The Untold Struggle of Today’s Students

Between Books and Battles

Dr Anoop Singh
dranoop8998@gmail.com

“A student today is not merely a learner – they are a warrior navigating a battlefield of expectations, economics, and emotions.”

There is a certain romanticism that society has long attached to the idea of student life – a golden period of youth, camaraderie, and intellectual discovery. Classrooms buzzing with curiosity, canteen conversations that stretch long into the afternoon, and the exhilarating freedom of a life still brimming with possibility. Yet, if one were to peel back this idealized portrait, what emerges is a far more complex and, at times, deeply painful reality. Today’s students are carrying burdens that previous generations could scarcely have imagined, and it is time we, as a society, listened.


The Weight of Expectations
From the moment a child enters school, the machinery of expectation begins its relentless grind. Parents, teachers, relatives, and society at large converge with a singular, often suffocating message: perform, excel, and compete. By the time students reach college or university, many are already exhausted – not from learning, but from the sheer pressure of being expected to be exceptional.
Entrance examinations that determine the trajectory of entire lives, rankings that reduce human potential to a three-digit number, and the perpetual fear of falling short – these are the silent tyrants of student existence. In India alone, millions of young men and women sit for competitive exams each year, knowing fully well that only a fraction will succeed. The rest must grapple not only with failure but with the crushing shame that our culture so carelessly attaches to it.
Financial Hardship: The Silent Crisis
Education, which was once envisioned as the great equalizer, has in many ways become the great divider. The cost of quality education has soared to dizzying heights, placing an enormous financial strain not only on students but on entire families. Many students from rural and lower-income backgrounds migrate to cities in search of better institutions, only to find themselves battling sky-high rents, inflated tuition fees, and the daily indignity of counting every rupee.
Countless students juggle part-time jobs alongside their studies – working nights at call centers, delivering food, tutoring younger children – all while trying to keep pace with an unforgiving academic calendar. They study under streetlights when hostel electricity fails, survive on meager meals to stretch their monthly allowances, and send money home to ailing parents even when they themselves are in need. These are not characters from a Dickensian novel; they are our students, sitting in classrooms across the country, silently battling every single day.
The Mental Health Emergency We Refuse to See
Perhaps the most alarming aspect of contemporary student life is the quiet mental health crisis unfolding within our educational institutions. Anxiety, depression, loneliness, and burnout are no longer rare exceptions – they are widespread realities. The National Mental Health Survey and various institutional studies consistently reveal that a significant proportion of students experience severe psychological distress, yet seek help far too rarely.
Why do they stay silent? Because our educational culture has yet to normalize the conversation around mental health. To admit struggle is still, in many corners, seen as weakness. Families who have sacrificed everything for a child’s education cannot easily accept that their child is breaking under the pressure of that very opportunity. And so, students suffer alone – scrolling through social media feeds that show everyone else apparently thriving, convinced that their pain is a personal failing rather than a systemic one.

(Dataset rows)
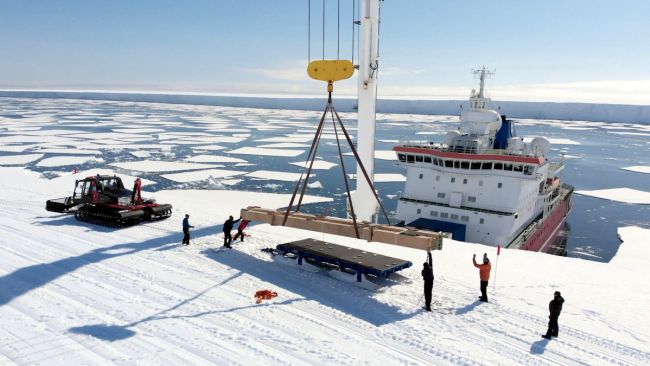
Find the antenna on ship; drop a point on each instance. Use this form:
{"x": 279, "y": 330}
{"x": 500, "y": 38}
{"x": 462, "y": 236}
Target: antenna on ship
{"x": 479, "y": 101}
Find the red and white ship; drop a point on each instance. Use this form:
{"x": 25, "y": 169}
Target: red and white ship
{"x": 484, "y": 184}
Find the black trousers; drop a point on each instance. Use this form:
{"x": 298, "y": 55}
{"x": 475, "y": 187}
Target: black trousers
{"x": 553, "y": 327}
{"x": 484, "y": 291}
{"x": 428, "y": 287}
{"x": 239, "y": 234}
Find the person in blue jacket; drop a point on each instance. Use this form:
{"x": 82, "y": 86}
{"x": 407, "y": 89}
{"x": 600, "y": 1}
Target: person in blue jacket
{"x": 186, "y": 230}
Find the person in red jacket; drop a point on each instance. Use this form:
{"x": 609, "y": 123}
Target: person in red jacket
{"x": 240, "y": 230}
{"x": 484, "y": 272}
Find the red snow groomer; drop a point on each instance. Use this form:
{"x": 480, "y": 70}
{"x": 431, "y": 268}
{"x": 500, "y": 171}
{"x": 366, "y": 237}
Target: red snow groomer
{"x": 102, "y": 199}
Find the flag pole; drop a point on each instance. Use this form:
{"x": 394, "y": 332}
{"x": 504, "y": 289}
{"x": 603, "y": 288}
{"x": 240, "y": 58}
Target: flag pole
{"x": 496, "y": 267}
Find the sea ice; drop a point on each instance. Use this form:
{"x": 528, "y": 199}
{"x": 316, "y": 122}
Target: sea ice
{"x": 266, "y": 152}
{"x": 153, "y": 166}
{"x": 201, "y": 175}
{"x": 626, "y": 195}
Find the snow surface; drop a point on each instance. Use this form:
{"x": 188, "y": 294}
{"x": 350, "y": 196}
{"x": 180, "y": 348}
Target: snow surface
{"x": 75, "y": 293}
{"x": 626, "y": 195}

*Required work*.
A. Translate this sentence from the essay on student struggles into Spanish: "Education, which was once envisioned as the great equalizer, has in many ways become the great divider."
B. According to the essay on student struggles, which survey reveals that many students experience severe psychological distress?
C. Carry on the essay on student struggles from its final sentence.
None of the rows is needed here.

*Answers to the exercise*.
A. La educación, que alguna vez se concibió como el gran igualador, se ha convertido en muchos sentidos en el gran divisor.

B. The National Mental Health Survey.

C.
The tragic consequences of this silence make headlines with disturbing regularity. Student suicides – particularly around examination seasons – have shaken the national conscience repeatedly. Yet our response remains frustratingly inadequate: a few counseling centers understaffed and underfunded, an occasional awareness campaign, and then silence until the next tragedy.
Social Isolation in a Hyper-Connected World
It is one of the great paradoxes of our time: students today are more connected than any generation before them, yet many report feeling profoundly alone. Social media creates curated illusions of belonging while deepening real-world isolation. Friendships are increasingly transactional, communities are fragmented, and the art of genuine human connection is slowly eroding beneath the weight of digital performance.
For students who have migrated far from home, the loneliness can be especially acute. They navigate new cities, new languages, new cultures – often without a safety net of family or familiar community. The festive seasons that light up the rest of society can feel like the loneliest times of year when one is hundreds of miles away from home, unable to afford the journey back.
The Road Ahead: What Must Change
To write about student struggle without also pointing toward solutions would be to indulge in despair without purpose. There are urgent, concrete changes that our educational institutions, policymakers, and society must embrace.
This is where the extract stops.